**EXERCISE INPUT**
____________________
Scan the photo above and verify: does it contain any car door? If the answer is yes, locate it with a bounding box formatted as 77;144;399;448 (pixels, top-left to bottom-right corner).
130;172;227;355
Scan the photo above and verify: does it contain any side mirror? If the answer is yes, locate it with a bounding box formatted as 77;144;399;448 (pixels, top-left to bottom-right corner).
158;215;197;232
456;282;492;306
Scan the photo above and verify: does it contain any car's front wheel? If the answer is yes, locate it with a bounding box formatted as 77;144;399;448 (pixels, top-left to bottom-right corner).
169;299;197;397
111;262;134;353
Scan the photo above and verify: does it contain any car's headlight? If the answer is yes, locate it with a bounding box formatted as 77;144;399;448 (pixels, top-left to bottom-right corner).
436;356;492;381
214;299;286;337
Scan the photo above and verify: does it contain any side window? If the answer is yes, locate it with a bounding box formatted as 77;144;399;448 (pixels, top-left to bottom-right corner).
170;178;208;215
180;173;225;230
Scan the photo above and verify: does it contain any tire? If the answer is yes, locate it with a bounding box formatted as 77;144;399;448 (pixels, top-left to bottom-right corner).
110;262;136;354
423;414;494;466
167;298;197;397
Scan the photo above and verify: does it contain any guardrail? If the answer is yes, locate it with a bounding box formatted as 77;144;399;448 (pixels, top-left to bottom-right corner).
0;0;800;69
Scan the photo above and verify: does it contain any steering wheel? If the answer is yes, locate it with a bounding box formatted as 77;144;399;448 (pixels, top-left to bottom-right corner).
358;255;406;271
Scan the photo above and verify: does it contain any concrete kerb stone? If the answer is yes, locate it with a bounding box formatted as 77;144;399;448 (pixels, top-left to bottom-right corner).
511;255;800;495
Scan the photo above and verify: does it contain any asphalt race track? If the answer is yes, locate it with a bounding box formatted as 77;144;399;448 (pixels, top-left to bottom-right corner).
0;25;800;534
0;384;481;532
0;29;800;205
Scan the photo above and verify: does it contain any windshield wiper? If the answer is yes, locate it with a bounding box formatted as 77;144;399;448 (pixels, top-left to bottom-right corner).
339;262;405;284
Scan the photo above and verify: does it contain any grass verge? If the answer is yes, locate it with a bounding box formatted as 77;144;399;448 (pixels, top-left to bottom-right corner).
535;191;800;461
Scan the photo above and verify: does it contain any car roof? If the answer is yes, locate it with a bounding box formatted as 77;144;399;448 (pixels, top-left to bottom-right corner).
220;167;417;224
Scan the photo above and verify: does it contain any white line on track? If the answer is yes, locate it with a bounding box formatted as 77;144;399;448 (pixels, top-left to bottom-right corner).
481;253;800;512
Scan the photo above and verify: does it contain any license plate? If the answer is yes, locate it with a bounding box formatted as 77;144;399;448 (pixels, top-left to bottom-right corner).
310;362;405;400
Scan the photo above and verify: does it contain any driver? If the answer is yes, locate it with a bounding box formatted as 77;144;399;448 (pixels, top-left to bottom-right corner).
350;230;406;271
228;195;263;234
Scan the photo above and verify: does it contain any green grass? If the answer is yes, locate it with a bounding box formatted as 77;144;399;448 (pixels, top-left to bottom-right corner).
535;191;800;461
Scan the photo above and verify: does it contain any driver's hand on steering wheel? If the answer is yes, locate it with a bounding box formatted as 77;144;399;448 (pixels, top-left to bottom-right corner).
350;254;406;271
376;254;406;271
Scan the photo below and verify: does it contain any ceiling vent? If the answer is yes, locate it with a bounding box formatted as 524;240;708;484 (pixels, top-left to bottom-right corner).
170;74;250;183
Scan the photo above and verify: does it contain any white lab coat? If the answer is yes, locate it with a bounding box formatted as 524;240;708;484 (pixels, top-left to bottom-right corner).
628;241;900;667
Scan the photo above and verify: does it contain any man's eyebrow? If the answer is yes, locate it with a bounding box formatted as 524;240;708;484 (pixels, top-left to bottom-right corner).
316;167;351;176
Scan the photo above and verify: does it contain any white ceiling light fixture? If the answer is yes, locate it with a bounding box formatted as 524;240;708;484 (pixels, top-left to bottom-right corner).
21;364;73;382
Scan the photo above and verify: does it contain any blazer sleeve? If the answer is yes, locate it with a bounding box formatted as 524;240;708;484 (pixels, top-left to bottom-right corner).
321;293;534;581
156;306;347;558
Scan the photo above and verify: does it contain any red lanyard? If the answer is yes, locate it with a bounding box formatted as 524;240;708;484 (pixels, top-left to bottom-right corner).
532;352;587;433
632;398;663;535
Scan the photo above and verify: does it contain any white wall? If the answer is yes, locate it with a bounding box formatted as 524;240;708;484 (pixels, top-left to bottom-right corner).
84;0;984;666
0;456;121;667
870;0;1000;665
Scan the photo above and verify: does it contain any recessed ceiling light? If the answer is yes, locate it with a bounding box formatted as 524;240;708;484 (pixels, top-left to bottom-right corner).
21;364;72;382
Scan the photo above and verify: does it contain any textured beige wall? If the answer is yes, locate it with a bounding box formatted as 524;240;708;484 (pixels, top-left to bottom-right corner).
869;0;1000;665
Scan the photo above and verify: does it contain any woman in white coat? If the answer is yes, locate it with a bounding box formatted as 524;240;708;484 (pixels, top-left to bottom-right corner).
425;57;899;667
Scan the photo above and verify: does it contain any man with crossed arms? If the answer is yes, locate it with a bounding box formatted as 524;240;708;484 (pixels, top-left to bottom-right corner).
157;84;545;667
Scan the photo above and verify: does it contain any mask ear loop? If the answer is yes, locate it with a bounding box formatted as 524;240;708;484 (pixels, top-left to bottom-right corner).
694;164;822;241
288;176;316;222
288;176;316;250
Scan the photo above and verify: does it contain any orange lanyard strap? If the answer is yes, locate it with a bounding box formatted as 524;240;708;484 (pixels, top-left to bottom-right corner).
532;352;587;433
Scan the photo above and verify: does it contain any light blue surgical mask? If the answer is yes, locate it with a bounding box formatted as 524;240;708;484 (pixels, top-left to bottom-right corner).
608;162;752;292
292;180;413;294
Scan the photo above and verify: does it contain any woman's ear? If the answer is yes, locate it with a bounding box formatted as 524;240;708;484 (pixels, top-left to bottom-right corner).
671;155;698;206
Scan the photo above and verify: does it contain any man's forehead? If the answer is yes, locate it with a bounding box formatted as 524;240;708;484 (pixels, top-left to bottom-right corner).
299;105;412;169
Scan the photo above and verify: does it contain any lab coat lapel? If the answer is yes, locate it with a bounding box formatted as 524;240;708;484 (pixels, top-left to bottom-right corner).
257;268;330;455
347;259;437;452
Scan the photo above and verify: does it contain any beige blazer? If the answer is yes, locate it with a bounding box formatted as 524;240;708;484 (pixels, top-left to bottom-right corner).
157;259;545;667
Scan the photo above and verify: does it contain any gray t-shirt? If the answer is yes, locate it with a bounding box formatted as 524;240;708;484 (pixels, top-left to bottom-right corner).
____________________
**WHAT TO PRODUCE**
Please scale these records, starting at the beginning and going on through the line containing "167;298;197;397", both lines included, and write out only those lines again with the requests kept as they are. Multiply each bounding box coordinate in the answers by 2.3 and round to whole numbers, with halves going up.

**ANSWER FOR THIS EXERCISE**
Scan the photo above and verify: does it contain any car door? If the answer is yes, locate it with a bounding box formatted as 77;144;399;448 (pixels, top-left to bottom-right corner).
299;396;522;817
Scan the photo above and verify: does it contain any side mirror? If the answer is yes, locate it with a bounding box formatted as 77;144;399;448 (pixels, top-left to bottom-right corner).
363;495;453;534
1049;649;1132;704
Scan the photo above and verify: does it contain any car's front wheel? If the answer is yes, locate it with a bounding box formatted as 77;144;399;448 (pixels, top-left to bottom-right corner).
389;688;453;913
255;603;308;812
Scan the photo above and verify: does it contain any car's headlight? If the answer is yes, locate it with a bounding box formatted as 77;144;399;448 (pixels, top-left to bottom-right corner).
1003;819;1132;876
492;688;658;775
Scan the photo above and verify: does it contain any side window? If the answer is yes, locate it with a bounding box formatted as 77;144;399;448 (pixels, top-left to bottom-right corner).
391;409;478;495
414;398;518;529
Scan the photo above and verify: does it contain any tire? If the answer is yes, locate it with a bounding box formatted as 77;144;399;448 (pixels, top-left to bottom-right corner).
253;603;313;814
973;952;1136;1072
384;685;453;913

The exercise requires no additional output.